> **Written task**
Copy out exactly the lines from the one containing "Please mark the knuckle" to the end of the records below, both included, and nothing else.
::: Available records :::
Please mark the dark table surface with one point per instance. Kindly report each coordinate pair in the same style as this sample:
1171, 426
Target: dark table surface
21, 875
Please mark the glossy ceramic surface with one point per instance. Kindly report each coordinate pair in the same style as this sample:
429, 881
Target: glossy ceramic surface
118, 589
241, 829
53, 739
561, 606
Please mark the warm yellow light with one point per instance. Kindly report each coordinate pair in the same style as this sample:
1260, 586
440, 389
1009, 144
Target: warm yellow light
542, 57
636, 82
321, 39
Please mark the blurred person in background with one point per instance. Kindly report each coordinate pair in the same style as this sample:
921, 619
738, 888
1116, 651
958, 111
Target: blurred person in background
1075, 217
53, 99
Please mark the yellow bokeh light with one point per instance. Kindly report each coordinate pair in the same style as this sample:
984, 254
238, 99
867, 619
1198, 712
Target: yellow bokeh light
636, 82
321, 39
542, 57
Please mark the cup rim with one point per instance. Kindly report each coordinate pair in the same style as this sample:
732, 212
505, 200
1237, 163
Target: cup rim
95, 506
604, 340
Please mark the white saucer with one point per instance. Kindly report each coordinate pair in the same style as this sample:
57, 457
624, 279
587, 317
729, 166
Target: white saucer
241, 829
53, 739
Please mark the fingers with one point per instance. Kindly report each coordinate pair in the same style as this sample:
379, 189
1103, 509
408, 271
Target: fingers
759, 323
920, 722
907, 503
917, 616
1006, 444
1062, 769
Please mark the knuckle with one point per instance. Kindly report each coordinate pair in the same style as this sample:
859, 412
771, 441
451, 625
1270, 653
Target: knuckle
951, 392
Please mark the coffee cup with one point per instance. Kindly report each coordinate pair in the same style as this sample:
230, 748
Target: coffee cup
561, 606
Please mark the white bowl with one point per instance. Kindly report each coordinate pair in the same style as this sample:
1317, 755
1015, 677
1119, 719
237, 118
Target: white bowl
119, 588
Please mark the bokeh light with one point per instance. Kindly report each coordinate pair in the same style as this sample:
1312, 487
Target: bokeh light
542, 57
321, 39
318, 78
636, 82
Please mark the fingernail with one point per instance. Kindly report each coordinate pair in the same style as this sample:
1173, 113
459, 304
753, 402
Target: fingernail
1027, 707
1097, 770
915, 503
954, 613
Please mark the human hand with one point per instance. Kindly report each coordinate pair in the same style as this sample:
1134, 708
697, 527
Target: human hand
:::
> **Answer to the task**
Please mark the knuckle with one point per instance. Kindly report each coordinate pair in the same style as this sample:
859, 412
771, 441
451, 625
1270, 653
Target: knuckle
951, 392
Please mark the coffee cup with one point per instance. Kindly report each coordinate pair in the same style as this sample:
230, 748
Target: coffee cup
561, 606
Please mark the white bowl with one point per instance. Kindly report each coordinate pair in the same style as this sample:
1317, 755
1015, 677
1119, 719
237, 118
Target: white bowl
119, 588
Please mark the bokeh light with one point per instance. Kindly report each coordinate pair in the same style as this sample:
1312, 487
Target: bokeh light
542, 57
321, 39
318, 78
636, 82
Please mark the fingernail with one point per instance. Kindly report each coordinate pair in the same style as this sample:
1173, 113
459, 304
753, 402
Target: fingernail
1027, 707
1097, 770
915, 503
954, 613
Please mark the human hand with one point per instance. Kindly report each coordinate pair in the same style as this sample:
1134, 708
697, 527
Target: human hand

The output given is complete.